**Задание:**
Продолжите текст для чтения о тренировках экипажа, начав сразу после его последнего предложения.

━━━━━ Текст для чтения

Физическая нагрузка, видимо, должна предшествовать какому-то сложному заданию. От нас требовался запас прочности. Мы начали упражнения. Гимнастика — самая приятная процедура. Сто движений ногами и руками. Еще добавок — нам велели увеличить нагрузку. И вскоре начали поступать команды. Мы выполнили полный цикл ориентации корабля, ликвидировали аварийную ситуацию, переходили на ручное управление… Как в настоящем полете! В этих экспериментах было много нового. А новое всегда интересно. Настроение поднялось, как стрелки приборов в корабле. Ужинали с аппетитом. Вот так и преодолели «психологический барьер».

━━━━━━━━━━
━━━━━ Исходные записи

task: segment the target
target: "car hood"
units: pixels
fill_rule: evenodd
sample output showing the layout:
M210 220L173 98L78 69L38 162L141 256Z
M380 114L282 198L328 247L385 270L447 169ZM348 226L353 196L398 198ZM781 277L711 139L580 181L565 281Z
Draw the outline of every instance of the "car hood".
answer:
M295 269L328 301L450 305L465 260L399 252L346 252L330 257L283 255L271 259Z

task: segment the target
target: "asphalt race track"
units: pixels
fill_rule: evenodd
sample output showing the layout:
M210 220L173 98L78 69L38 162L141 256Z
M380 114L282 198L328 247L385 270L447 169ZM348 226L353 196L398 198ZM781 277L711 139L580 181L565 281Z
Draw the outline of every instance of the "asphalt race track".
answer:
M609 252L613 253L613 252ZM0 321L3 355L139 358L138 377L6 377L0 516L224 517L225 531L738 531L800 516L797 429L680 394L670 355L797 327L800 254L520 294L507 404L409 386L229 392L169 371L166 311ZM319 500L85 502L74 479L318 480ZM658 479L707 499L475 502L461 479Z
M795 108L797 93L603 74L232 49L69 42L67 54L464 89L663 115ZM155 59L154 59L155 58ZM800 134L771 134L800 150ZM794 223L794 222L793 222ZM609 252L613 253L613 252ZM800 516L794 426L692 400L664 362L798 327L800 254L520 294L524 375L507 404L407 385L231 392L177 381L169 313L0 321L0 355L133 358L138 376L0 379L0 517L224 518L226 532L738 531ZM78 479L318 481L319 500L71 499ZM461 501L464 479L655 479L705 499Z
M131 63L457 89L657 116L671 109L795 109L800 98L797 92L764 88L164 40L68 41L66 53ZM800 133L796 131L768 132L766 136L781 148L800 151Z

━━━━━━━━━━

**Поле ответа:**
Я далек от стремления обособить, противопоставить эксперименты Богдана другим. Знаю: по важности и сложности условий с ними соперничают и ударные перегрузки, и высотные, и многие другие. Там тоже место действия испытателей. Но, как говорит Богдан, участвовавший почти во всех экспериментах, испытание кораблей — это и особенно трудно и особенно интересно. Он совмещает два понятия воедино. Правда, оговаривается:
— Не всегда так бывает. Как-то я сидел в корабле. Истомился, так и хотелось все бросить, постучаться в двери. Конечно, не постучался. Мы не бегаем с экспериментов, даже с самых нежелательных. Запасся терпением и просидел до конца. Но удовлетворение самое малое. Почему? Настроился по-боевому на сложный опыт. А работа легкая, с малой отдачей. Это не для меня.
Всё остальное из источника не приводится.